(Dataset records on where objects are located)
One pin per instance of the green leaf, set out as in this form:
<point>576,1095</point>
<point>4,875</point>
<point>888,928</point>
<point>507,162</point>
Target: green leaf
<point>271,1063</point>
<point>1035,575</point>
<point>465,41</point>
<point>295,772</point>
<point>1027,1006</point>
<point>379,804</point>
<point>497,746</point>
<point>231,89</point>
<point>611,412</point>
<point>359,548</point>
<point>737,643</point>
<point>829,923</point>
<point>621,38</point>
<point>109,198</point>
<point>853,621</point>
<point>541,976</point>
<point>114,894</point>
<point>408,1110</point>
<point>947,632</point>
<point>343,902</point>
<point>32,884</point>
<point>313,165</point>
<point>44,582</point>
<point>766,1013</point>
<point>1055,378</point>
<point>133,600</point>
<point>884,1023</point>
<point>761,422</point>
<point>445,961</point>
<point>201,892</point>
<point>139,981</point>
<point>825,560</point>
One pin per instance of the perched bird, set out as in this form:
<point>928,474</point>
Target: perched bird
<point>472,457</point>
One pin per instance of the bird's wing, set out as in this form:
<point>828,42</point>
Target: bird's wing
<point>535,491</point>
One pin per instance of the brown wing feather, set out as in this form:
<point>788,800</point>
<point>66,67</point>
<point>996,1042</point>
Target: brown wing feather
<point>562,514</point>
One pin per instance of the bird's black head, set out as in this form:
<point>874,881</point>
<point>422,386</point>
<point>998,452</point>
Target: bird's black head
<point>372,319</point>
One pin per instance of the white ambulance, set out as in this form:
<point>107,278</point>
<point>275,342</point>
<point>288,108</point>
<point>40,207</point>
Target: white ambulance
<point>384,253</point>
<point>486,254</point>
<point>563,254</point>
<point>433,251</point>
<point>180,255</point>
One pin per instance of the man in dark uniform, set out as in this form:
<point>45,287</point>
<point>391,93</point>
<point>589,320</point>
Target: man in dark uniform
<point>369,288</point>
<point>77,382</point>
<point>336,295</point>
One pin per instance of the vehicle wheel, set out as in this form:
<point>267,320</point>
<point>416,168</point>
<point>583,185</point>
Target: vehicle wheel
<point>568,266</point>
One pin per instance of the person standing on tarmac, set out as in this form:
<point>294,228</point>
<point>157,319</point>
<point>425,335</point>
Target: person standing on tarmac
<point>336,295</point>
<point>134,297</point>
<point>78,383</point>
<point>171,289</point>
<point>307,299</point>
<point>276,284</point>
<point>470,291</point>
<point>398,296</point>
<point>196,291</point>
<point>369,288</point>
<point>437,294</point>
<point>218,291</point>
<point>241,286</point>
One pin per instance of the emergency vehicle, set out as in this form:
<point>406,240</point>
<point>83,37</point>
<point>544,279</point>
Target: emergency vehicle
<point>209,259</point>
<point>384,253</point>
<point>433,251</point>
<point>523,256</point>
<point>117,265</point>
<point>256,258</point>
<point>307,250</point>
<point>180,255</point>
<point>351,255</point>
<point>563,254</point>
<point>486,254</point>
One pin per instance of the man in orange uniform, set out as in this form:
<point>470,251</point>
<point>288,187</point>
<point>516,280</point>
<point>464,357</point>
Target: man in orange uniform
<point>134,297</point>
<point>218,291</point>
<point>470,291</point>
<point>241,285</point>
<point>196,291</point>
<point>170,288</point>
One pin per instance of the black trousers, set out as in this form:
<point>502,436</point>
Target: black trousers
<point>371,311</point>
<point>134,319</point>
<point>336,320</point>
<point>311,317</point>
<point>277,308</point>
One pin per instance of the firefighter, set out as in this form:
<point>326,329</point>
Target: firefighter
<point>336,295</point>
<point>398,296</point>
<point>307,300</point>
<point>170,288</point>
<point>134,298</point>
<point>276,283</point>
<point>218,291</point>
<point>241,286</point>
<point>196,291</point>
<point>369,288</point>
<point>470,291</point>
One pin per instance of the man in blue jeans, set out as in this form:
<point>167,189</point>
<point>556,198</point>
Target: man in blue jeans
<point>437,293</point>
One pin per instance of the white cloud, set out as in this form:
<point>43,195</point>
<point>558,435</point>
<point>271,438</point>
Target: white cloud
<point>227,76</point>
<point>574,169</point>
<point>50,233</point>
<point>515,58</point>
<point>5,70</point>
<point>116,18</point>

> _Task details_: Rewrite everything from the line containing "One pin per instance of the man in dark" down to the line containing "<point>568,266</point>", requests included, and output only those lines. Add 121 to every coordinate in the answer points, and leave the coordinates in the requests and their format samples as they are.

> _Answer for the task_:
One pin per instance of the man in dark uniform, set out as in this form:
<point>45,287</point>
<point>391,93</point>
<point>589,320</point>
Target: man in dark uniform
<point>490,409</point>
<point>198,503</point>
<point>457,416</point>
One pin per instance of the vehicle wheel, set out as in this form:
<point>267,320</point>
<point>416,168</point>
<point>583,185</point>
Target: vehicle wheel
<point>689,387</point>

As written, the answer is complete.